EXCERPT TO READ.

>>>>>

According to Leon: "I know my brother would have been a huge fan of the things that we have been doing with Purple Haze Properties. His creative spirit lives on in everything we do."
(Ahem.)
In 2014, the 9th Circuit Court of Appeals awarded “a victory to famous dead people,” per the Hollywood Reporter, when it reversed a 2011 ruling that found that the state of Washington’s generous likeness statutes, which give greater control over the use of postmortem images than many other states, were unconstitutional. The 2014 reversal granted control over the use of Jimi Hendrix’s image to the official Hendrix estate, at least in states like Washington, where Janie Hendrix resided and Jimi Hendrix was born. There, “the heirs of famous people can sue . . . to protect names, likenesses, voices, mannerisms, images, gestures, signatures and more”—to their own benefit. And to the detriment of jilted would-be heirs like Leon Hendrix.
As the legally-adopted heir to the Hendrix estate, Janie Hendrix has the imprimatur of Hendrix’s respected sound engineer, Eddie Kramer. She speaks on behalf of Jimi Hendrix often, weighing in on his death and other matters, and enjoys the benefit of mainstream press coverage.
However, many of her recollections of Jimi Hendrix, from when she was in elementary school, sound roseate. According to Janie, Jimi “would call home all the time,” and “have these family forum discussions where we would all sit in a circle in the living room,” playing Monopoly late into the night.

<<<<<

SUPPLIED MATERIAL.
>>>>>

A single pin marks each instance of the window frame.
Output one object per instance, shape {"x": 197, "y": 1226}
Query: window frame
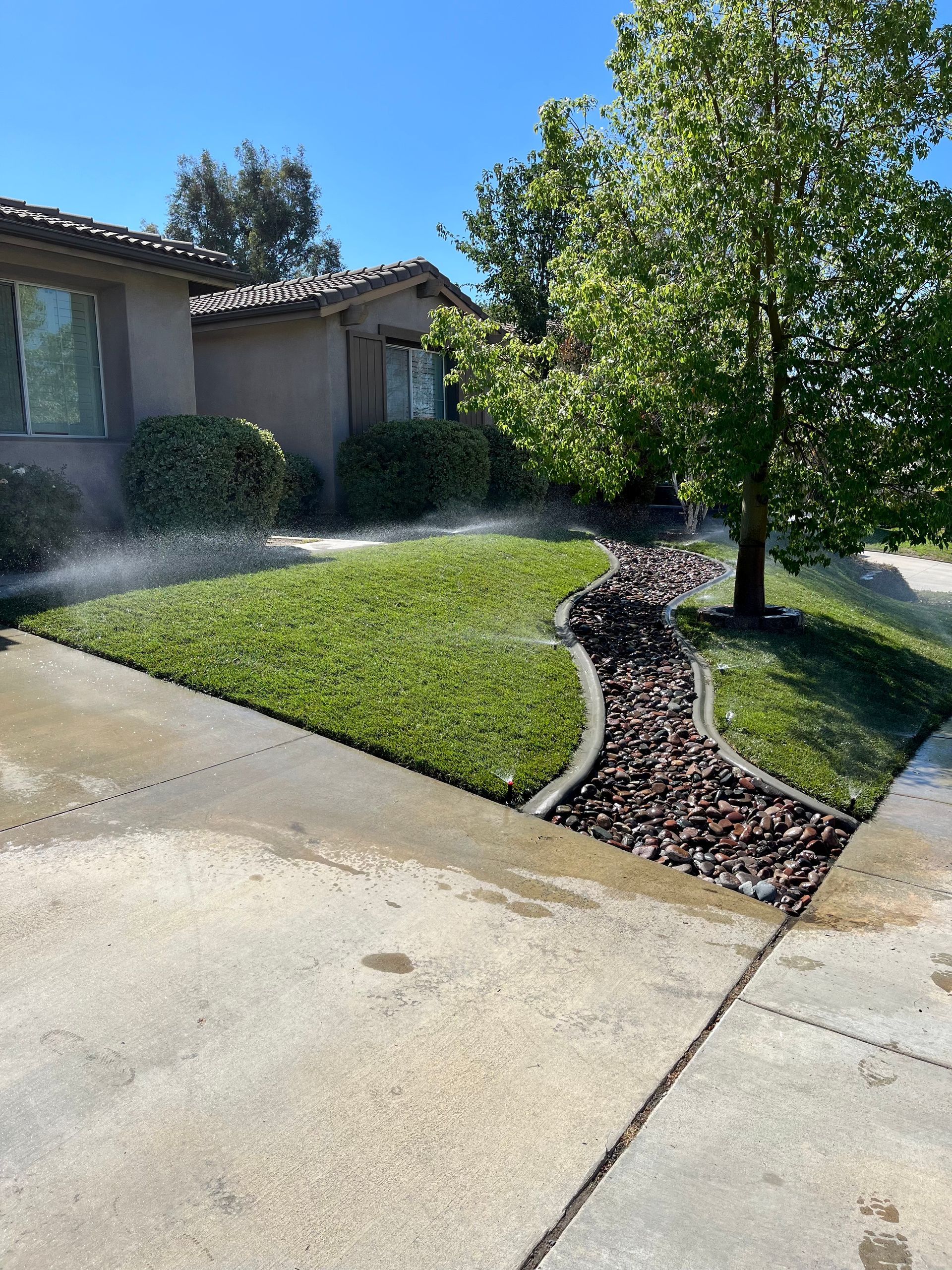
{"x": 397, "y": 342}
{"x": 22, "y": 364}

<<<<<
>>>>>

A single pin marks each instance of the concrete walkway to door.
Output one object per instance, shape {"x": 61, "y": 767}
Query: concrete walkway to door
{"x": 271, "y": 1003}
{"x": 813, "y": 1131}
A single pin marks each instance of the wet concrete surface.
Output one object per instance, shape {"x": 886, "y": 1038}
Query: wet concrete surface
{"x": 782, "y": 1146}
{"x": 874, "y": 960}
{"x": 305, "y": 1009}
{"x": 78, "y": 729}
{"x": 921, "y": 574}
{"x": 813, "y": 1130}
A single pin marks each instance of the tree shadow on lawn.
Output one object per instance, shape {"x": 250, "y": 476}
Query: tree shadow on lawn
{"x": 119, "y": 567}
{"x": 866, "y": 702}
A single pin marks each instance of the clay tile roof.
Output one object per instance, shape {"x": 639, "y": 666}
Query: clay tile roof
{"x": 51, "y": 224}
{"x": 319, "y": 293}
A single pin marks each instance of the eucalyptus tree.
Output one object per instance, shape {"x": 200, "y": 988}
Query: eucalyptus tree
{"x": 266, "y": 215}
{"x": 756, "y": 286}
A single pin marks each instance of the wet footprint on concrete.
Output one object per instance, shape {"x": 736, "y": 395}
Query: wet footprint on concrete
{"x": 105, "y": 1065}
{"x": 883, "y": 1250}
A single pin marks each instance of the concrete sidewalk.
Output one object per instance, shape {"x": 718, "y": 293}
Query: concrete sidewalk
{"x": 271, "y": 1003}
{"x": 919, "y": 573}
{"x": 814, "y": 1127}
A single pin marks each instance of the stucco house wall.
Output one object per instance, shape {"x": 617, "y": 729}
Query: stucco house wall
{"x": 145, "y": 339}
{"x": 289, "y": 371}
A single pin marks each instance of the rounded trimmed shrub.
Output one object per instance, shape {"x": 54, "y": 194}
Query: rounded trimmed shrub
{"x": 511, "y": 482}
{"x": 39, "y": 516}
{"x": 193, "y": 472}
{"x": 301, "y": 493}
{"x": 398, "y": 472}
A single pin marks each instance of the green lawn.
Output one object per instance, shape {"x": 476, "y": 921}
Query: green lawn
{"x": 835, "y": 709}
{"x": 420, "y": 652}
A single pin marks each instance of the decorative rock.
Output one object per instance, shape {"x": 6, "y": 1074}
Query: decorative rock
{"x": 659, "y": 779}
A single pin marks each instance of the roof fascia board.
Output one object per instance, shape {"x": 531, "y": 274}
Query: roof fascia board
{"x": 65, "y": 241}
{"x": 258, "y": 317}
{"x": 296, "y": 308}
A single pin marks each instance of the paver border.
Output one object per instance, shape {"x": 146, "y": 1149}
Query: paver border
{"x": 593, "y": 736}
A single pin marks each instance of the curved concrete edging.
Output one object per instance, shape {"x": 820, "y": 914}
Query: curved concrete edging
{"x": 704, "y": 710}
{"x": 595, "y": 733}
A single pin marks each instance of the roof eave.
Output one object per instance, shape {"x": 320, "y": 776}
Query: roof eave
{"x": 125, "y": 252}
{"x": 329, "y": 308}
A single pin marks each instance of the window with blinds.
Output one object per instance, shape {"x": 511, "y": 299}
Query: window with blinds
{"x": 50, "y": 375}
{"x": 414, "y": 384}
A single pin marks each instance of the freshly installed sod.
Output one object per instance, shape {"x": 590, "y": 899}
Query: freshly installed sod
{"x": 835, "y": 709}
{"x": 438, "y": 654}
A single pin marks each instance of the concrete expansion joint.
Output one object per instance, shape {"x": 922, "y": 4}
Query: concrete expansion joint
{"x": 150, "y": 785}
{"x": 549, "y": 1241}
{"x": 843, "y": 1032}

<<<<<

WHAT THE TASK REQUIRES. Reproduce word for word the part of the passage about the Hendrix estate that begins with "As the legally-adopted" and ends with "into the night.".

TASK RESULT.
As the legally-adopted heir to the Hendrix estate, Janie Hendrix has the imprimatur of Hendrix’s respected sound engineer, Eddie Kramer. She speaks on behalf of Jimi Hendrix often, weighing in on his death and other matters, and enjoys the benefit of mainstream press coverage.
However, many of her recollections of Jimi Hendrix, from when she was in elementary school, sound roseate. According to Janie, Jimi “would call home all the time,” and “have these family forum discussions where we would all sit in a circle in the living room,” playing Monopoly late into the night.